## Records for this task
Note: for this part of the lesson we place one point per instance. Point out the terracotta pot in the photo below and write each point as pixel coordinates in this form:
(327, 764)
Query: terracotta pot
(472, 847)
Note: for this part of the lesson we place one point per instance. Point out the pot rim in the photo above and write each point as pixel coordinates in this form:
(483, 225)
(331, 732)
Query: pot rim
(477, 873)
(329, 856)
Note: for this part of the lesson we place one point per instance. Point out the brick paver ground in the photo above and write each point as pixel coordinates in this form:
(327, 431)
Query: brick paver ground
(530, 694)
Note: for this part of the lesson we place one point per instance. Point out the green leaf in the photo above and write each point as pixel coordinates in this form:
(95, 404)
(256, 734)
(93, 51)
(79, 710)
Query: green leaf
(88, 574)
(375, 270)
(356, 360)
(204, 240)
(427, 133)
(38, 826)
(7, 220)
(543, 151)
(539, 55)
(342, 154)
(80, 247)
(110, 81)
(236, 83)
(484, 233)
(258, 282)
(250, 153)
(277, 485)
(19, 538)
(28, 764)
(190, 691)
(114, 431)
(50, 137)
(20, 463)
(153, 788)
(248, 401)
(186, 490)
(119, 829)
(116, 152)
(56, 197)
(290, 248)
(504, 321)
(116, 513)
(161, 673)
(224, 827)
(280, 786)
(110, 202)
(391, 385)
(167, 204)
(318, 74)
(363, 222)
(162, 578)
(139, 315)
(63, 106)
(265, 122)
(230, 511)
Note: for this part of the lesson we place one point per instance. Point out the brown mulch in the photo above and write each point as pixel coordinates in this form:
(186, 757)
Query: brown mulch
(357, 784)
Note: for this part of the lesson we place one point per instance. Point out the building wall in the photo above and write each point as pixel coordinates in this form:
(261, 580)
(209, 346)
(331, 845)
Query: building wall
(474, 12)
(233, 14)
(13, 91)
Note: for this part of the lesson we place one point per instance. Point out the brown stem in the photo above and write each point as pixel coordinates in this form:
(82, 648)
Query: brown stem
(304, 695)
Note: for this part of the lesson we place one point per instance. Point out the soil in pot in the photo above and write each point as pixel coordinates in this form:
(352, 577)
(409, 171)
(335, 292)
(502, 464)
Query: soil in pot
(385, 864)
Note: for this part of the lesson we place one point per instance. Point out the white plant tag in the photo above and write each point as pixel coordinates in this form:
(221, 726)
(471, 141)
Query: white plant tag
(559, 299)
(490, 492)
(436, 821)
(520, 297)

## What you should do
Lay out the stretch from the line containing "out the soil" through the end of the rows above as a JSON list of strings, one string per line, leaving out blank lines.

## Complete answer
[
  "Note: for this part of the lesson we place one point per instance. Point out the soil in pot in the photo above and write each point as pixel coordinates in this form:",
  "(352, 577)",
  "(409, 171)",
  "(335, 292)",
  "(502, 464)",
  "Query: soil in pot",
  "(385, 864)",
  "Note: for this part of the lesson we place one point per instance. Point out the white plant tag in the photo above and write each point as pixel coordinates in this form:",
  "(221, 726)",
  "(471, 141)",
  "Query: white plant tag",
  "(559, 299)",
  "(490, 492)",
  "(436, 821)",
  "(520, 297)"
]